▸ **RECORDS PROVIDED**:
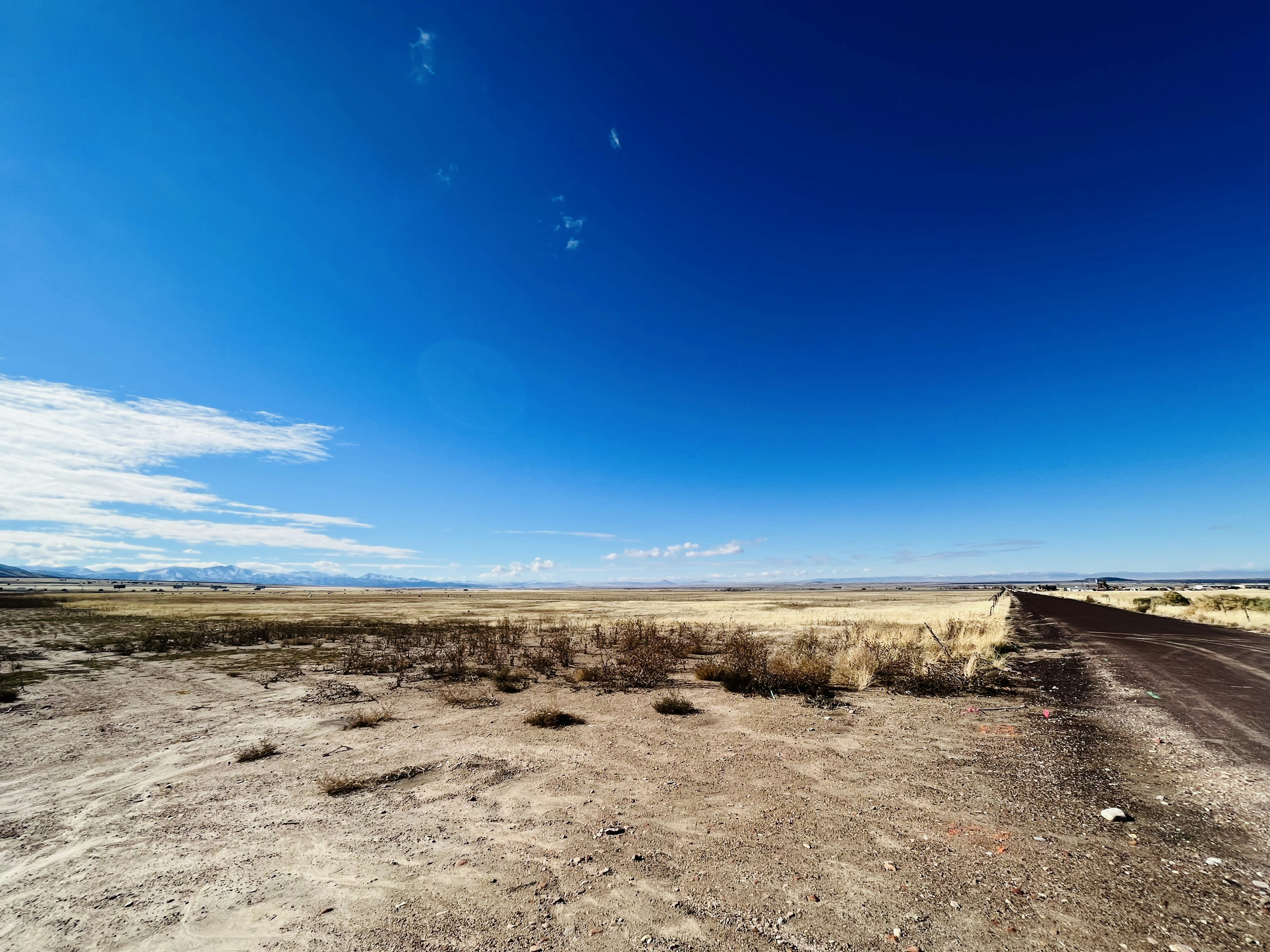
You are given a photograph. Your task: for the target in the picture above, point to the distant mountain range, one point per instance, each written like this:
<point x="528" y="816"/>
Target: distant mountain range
<point x="233" y="574"/>
<point x="224" y="574"/>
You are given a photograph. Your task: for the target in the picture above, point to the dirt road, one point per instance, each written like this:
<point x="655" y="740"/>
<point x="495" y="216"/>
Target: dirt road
<point x="1217" y="681"/>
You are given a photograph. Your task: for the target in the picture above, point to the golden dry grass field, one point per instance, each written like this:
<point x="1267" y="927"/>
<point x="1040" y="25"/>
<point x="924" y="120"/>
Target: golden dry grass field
<point x="357" y="771"/>
<point x="1209" y="607"/>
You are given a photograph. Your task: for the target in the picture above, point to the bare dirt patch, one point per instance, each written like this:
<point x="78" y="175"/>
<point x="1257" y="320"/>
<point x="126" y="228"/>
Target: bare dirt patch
<point x="886" y="820"/>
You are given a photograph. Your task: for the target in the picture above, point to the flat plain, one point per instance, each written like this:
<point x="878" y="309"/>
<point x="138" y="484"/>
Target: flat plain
<point x="909" y="814"/>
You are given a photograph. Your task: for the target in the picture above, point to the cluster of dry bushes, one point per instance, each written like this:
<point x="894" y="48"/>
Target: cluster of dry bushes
<point x="1222" y="609"/>
<point x="954" y="654"/>
<point x="934" y="654"/>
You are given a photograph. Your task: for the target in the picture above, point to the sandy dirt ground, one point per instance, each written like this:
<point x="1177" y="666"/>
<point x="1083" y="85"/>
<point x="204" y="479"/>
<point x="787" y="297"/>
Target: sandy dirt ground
<point x="893" y="822"/>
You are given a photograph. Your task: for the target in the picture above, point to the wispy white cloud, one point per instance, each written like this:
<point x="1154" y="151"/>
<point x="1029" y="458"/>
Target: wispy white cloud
<point x="690" y="550"/>
<point x="553" y="532"/>
<point x="727" y="549"/>
<point x="423" y="59"/>
<point x="968" y="550"/>
<point x="78" y="464"/>
<point x="514" y="569"/>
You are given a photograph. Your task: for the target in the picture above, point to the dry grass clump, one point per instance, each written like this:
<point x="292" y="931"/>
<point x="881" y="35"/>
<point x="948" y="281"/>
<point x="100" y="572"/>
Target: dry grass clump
<point x="945" y="657"/>
<point x="505" y="681"/>
<point x="257" y="752"/>
<point x="675" y="704"/>
<point x="468" y="700"/>
<point x="1229" y="610"/>
<point x="338" y="785"/>
<point x="751" y="666"/>
<point x="369" y="718"/>
<point x="553" y="718"/>
<point x="709" y="671"/>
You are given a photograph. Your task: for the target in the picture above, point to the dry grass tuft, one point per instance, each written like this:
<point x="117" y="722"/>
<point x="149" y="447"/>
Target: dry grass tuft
<point x="675" y="704"/>
<point x="257" y="752"/>
<point x="338" y="785"/>
<point x="553" y="718"/>
<point x="468" y="700"/>
<point x="709" y="671"/>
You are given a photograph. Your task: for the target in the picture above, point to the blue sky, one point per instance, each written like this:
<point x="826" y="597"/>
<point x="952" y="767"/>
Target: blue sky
<point x="568" y="293"/>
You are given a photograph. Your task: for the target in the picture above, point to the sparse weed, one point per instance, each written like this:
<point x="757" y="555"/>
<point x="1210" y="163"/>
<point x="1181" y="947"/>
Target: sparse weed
<point x="553" y="718"/>
<point x="675" y="704"/>
<point x="468" y="700"/>
<point x="340" y="784"/>
<point x="336" y="785"/>
<point x="709" y="671"/>
<point x="257" y="752"/>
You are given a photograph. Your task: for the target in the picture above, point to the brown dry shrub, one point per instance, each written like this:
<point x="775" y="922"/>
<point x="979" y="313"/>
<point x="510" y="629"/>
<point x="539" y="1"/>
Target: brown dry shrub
<point x="468" y="700"/>
<point x="709" y="671"/>
<point x="675" y="704"/>
<point x="257" y="752"/>
<point x="553" y="718"/>
<point x="338" y="784"/>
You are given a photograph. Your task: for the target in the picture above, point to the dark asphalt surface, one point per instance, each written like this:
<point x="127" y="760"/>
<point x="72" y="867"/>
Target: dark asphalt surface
<point x="1216" y="681"/>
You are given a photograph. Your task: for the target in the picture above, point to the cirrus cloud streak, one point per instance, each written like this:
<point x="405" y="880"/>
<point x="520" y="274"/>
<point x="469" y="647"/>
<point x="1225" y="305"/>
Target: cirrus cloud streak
<point x="78" y="466"/>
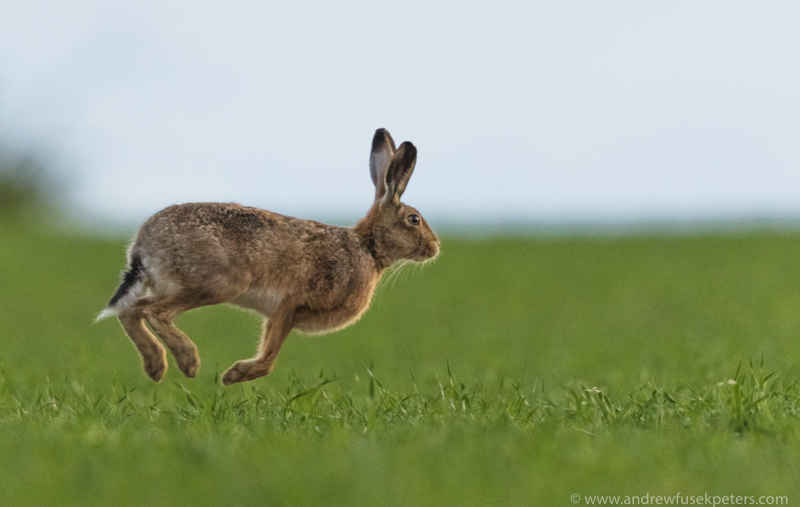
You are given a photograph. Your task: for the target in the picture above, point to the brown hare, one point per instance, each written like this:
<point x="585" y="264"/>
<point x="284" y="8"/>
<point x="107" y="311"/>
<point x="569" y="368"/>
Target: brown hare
<point x="299" y="274"/>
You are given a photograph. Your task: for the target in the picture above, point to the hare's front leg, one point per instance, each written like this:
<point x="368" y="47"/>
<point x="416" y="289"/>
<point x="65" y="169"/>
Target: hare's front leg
<point x="276" y="329"/>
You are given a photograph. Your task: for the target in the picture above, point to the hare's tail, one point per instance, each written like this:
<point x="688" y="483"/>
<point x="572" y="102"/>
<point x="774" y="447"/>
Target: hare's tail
<point x="131" y="280"/>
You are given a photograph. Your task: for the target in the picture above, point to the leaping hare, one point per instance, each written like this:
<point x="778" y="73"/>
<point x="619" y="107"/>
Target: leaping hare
<point x="297" y="273"/>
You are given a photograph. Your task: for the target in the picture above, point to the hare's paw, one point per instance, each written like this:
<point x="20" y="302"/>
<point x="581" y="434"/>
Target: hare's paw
<point x="188" y="361"/>
<point x="242" y="371"/>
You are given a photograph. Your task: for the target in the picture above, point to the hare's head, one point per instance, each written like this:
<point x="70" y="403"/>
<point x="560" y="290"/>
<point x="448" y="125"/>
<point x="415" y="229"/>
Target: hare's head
<point x="398" y="230"/>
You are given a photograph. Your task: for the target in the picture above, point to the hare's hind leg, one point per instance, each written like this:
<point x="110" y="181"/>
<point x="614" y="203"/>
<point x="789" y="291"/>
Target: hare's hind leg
<point x="276" y="329"/>
<point x="159" y="316"/>
<point x="153" y="353"/>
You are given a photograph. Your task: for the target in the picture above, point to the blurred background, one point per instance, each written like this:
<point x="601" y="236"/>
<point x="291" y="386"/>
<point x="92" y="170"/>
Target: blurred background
<point x="523" y="112"/>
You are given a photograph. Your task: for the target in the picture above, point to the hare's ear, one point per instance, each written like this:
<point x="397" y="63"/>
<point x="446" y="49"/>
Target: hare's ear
<point x="399" y="172"/>
<point x="379" y="158"/>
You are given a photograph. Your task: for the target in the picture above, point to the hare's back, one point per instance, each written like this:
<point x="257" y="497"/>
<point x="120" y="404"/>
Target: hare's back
<point x="202" y="237"/>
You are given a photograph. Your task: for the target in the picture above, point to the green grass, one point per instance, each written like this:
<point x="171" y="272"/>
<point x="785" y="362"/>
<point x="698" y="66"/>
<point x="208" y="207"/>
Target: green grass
<point x="513" y="371"/>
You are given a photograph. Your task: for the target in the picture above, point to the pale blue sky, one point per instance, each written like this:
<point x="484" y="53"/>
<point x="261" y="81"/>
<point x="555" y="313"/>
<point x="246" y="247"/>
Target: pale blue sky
<point x="520" y="110"/>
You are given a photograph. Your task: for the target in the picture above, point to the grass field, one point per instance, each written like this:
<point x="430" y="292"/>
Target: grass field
<point x="512" y="371"/>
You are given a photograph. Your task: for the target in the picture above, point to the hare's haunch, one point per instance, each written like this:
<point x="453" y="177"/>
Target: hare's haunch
<point x="297" y="273"/>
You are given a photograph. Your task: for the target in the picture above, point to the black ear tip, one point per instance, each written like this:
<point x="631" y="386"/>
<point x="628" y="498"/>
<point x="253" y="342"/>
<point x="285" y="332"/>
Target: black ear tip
<point x="408" y="149"/>
<point x="380" y="138"/>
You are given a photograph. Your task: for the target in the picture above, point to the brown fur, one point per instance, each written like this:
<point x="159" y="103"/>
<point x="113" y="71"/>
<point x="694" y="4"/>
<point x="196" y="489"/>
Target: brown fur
<point x="298" y="274"/>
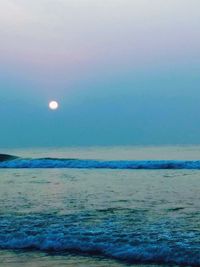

▸ **EXERCISE GOAL**: Please arrange the data from the line with "to the bare" to the line with "Target: bare dirt patch", both included, as a Markdown table with the columns Row and Line. Number each line in Row, put the line itself in Line, and skip blank lines.

▸ **RIGHT ANSWER**:
| Row | Line |
|---|---|
| 1 | You are given a photograph. Your task: for the target in the picture above, point to the bare dirt patch, one point per instance, each written like this: |
| 2 | <point x="78" y="175"/> |
| 3 | <point x="1257" y="320"/> |
| 4 | <point x="126" y="228"/> |
| 5 | Target: bare dirt patch |